> **What to do**:
1. Transcribe the stretch of the patient navigation discussion from "At baseline, more" through "health care providers.", reproducing every word without alteration.
2. According to the patient navigation discussion, how many Native American women took part in the randomized controlled trial by Dignan and colleagues?

Using a comparable continuous control group, our study demonstrates the impact of a patient navigation program in primary care at achieving expected mammography screening rates in a diverse inner-city underserved population. With the exception of Spanish speakers and the Hispanic population, who at baseline had high rates, the navigation intervention increased adherence across all ages, insurance groups, education levels and all other languages and races. Our study design, evaluating a quality improvement navigation program in an entire practice of vulnerable patients, demonstrates the feasibility of adopting this method of care to a clinical setting that mirrors urban safety net settings throughout the country.
Our findings of improved mammogram utilization with a patient navigation intervention are consistent with existing literature15–17
. Dignan and colleagues15
showed improved adherence to mammogram screening over an 18-month period in a randomized controlled trial (RCT) of 157 Native American women utilizing direct patient contact or telephone calls versus a control group. Paskett and colleagues’ RCT16
of 851 subjects also showed improved adherence of mammogram screening in a rural, low income population of white, African American and Native American subjects. Han and colleagues’ study17
utilized patient navigation to improve mammogram adherence of 102 Korean American women after 6 months, but lacked a control group for comparison. Our study findings, designed as a practice improvement within an urban safety-net setting, included a more diverse, yet vulnerable population and thus provide further evidence for the generalizability of navigation as a means to reduce cancer health disparities.
At baseline, more Hispanic and Spanish-speaking women were present in the group allocated to the control group, reflecting that patients are not randomly distributed throughout the practice, but rather are more likely to be seen by Spanish-speaking providers. Prior research has shown both lower27,28
mammography screening rates among Hispanic as compared with white women and may reflect a variety of local factors, including the community’s overall acculturation and education levels, as well as access to insurance and to bilingual health care providers.

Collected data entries
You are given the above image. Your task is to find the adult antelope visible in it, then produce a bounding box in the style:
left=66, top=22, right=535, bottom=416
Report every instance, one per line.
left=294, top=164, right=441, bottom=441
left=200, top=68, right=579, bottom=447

> **Task solutions**:
1.
At baseline, more Hispanic and Spanish-speaking women were present in the group allocated to the control group, reflecting that patients are not randomly distributed throughout the practice, but rather are more likely to be seen by Spanish-speaking providers. Prior research has shown both lower27,28
mammography screening rates among Hispanic as compared with white women and may reflect a variety of local factors, including the community’s overall acculturation and education levels, as well as access to insurance and to bilingual health care providers.

2. 157 women.